Actions to take:
**A)** Please list every country that the passage below on Argentina's Paris Club deal names as one of the creditors in that group, ignoring the rows.
**B)** Using the passage below on Argentina's Paris Club deal, and not the rows, decide whether each statement agrees with it, and back each yes or no with the deciding words quoted from the passage.
(i) The Paris Club is a group of 19 public creditors.
(ii) Argentina has promised to repay the total over the next ten years.
(iii) The first payment is to be made in a single installment.

Extract provided:
start
Argentine President Cristina Fernandez de Kirchner (R) speaks in Buenos Aires as Economy Minister Axel Kicillof looks on Feb. 12.(DANIEL GARCIA/AFP/Getty Images)
Summary
Argentina took one step closer to normalizing its financial relationship with the outside world May 29, when the government announced a deal that would settle outstanding debts with the Paris Club, a group of 19 public creditors including mostly European countries, the United States, Canada, Australia and Russia. After 13 years of default, Argentina has promised to pay back a total of $9.7 billion over the next five years, with the first payment of $1.15 billion to be paid in two installments in July 2014 and May 2015.
Resuming payments will open the door for these public creditors to once again lend money to Argentina. Thus, the deal is an important phase in the process of Argentina's regaining access to international credit markets, which Buenos Aires will need if it hopes to avoid an economic crisis. Argentina is betting that it can eventually revive its energy sector and once again return to its status as a net exporter of natural gas and oil, a transition that will affect the entire region.
end
Rows:
start
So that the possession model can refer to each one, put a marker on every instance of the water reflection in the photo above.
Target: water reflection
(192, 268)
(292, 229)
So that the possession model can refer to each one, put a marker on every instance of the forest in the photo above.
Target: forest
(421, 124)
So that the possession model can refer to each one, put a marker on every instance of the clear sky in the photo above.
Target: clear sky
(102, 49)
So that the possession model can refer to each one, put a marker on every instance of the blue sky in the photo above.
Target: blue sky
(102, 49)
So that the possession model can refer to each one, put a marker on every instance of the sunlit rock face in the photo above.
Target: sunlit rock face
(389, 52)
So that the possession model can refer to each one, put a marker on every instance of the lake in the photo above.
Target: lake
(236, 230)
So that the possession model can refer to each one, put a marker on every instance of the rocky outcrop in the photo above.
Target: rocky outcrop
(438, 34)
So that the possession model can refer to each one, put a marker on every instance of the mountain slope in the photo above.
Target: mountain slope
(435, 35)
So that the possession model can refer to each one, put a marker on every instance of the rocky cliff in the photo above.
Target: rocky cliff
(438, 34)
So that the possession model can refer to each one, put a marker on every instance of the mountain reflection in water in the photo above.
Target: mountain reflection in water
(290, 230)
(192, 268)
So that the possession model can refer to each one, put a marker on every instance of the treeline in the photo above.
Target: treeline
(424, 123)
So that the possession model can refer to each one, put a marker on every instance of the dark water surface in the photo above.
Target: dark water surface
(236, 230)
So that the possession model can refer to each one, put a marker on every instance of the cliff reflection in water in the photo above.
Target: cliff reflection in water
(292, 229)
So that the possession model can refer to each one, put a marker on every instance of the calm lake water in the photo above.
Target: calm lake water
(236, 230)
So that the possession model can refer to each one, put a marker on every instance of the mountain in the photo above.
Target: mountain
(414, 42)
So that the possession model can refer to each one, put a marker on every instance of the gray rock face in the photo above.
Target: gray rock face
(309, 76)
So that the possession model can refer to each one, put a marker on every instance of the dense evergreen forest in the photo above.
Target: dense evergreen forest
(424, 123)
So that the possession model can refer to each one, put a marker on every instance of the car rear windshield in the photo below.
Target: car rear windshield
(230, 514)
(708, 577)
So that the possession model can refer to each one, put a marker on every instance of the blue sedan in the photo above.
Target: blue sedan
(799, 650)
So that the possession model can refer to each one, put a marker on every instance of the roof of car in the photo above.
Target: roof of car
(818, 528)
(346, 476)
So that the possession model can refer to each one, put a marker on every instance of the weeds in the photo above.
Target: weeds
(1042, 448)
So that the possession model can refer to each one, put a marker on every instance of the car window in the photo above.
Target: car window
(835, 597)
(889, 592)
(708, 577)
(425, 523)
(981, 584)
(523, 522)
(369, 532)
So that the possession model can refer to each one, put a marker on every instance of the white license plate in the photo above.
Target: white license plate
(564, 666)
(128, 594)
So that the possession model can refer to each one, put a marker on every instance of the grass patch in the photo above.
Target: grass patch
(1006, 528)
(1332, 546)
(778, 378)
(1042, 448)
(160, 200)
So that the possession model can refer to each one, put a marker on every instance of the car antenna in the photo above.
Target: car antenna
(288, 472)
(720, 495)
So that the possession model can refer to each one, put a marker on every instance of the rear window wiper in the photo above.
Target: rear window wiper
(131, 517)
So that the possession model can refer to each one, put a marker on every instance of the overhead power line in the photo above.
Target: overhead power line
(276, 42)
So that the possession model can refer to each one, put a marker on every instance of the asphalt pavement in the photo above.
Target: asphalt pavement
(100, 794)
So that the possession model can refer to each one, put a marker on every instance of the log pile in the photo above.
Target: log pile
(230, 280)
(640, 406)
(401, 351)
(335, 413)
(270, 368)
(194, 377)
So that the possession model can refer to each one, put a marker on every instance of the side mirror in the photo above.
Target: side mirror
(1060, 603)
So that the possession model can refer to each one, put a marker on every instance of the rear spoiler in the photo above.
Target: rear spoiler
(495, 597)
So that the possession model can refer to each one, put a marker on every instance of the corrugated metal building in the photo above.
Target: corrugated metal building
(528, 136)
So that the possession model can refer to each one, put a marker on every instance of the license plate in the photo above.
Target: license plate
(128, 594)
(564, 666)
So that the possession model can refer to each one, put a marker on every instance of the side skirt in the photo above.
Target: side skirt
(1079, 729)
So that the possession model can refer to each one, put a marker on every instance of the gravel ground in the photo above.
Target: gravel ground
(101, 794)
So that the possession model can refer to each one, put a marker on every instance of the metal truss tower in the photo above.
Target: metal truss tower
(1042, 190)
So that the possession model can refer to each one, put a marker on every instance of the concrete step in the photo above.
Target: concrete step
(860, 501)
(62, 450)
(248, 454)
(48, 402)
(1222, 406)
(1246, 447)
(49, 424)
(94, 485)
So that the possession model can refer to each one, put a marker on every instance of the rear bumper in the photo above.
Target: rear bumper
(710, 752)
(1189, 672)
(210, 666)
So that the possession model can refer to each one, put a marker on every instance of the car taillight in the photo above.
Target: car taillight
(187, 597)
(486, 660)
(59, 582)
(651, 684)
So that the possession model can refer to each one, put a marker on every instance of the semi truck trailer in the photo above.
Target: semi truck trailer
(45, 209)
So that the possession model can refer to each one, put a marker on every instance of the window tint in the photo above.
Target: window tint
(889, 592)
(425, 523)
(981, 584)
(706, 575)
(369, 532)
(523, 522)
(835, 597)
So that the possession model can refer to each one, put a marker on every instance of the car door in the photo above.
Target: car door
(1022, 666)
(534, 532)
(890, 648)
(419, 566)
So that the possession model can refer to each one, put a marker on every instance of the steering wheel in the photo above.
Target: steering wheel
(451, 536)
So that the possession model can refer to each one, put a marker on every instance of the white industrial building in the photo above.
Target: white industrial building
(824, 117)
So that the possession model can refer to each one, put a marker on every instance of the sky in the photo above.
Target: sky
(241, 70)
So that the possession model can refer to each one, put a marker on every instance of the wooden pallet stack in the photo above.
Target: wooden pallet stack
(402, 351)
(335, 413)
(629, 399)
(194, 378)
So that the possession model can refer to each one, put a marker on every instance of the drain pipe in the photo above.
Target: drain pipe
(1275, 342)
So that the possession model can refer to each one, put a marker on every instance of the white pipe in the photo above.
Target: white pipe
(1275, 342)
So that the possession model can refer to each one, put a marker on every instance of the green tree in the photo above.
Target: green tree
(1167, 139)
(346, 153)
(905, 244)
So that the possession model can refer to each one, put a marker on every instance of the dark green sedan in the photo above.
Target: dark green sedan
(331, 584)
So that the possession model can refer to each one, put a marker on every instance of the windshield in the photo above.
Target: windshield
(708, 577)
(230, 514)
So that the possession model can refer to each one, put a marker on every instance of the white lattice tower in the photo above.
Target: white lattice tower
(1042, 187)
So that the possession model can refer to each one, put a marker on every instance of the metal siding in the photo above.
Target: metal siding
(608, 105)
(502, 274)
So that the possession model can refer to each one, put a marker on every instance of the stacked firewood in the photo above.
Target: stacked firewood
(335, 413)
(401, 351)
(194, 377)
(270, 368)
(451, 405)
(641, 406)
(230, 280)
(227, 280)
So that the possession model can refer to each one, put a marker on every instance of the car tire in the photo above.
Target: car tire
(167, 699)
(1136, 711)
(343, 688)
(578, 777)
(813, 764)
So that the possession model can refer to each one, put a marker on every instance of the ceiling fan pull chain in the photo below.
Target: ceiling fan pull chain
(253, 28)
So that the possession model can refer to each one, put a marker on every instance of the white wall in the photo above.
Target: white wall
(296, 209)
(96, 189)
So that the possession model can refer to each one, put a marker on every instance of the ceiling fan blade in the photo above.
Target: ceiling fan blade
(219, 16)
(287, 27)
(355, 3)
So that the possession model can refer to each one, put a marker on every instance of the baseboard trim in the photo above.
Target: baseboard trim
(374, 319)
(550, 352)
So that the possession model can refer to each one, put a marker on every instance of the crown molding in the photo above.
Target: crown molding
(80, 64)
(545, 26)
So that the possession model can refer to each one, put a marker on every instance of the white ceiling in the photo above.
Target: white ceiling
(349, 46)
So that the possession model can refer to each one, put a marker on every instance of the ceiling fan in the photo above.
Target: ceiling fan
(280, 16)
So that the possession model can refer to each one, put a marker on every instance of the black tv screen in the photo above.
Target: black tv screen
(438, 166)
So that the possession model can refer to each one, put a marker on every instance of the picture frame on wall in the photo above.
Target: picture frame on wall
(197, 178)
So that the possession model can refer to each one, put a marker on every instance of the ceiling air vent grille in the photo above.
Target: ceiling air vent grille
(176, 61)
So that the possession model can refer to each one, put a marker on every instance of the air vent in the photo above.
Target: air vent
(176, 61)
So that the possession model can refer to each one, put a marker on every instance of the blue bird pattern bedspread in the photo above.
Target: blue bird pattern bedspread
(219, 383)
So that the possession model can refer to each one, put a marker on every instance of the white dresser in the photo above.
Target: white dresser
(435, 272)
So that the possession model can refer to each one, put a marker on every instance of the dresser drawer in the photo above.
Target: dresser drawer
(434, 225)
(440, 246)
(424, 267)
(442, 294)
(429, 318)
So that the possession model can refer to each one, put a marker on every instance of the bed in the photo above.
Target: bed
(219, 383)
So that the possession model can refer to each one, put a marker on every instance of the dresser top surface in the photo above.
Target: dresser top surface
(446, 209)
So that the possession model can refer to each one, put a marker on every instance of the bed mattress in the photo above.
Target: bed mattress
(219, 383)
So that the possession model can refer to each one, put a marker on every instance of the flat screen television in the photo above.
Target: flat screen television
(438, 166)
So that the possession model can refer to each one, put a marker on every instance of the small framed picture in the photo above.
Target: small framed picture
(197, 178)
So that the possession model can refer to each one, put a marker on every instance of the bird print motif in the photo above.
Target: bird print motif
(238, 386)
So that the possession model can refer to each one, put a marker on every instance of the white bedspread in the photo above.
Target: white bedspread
end
The replies:
**A)**
United States
Canada
Australia
Russia

**B)**
(i) Yes: "a group of 19 public creditors"
(ii) No: "over the next five years"
(iii) No: "to be paid in two installments in July 2014 and May 2015"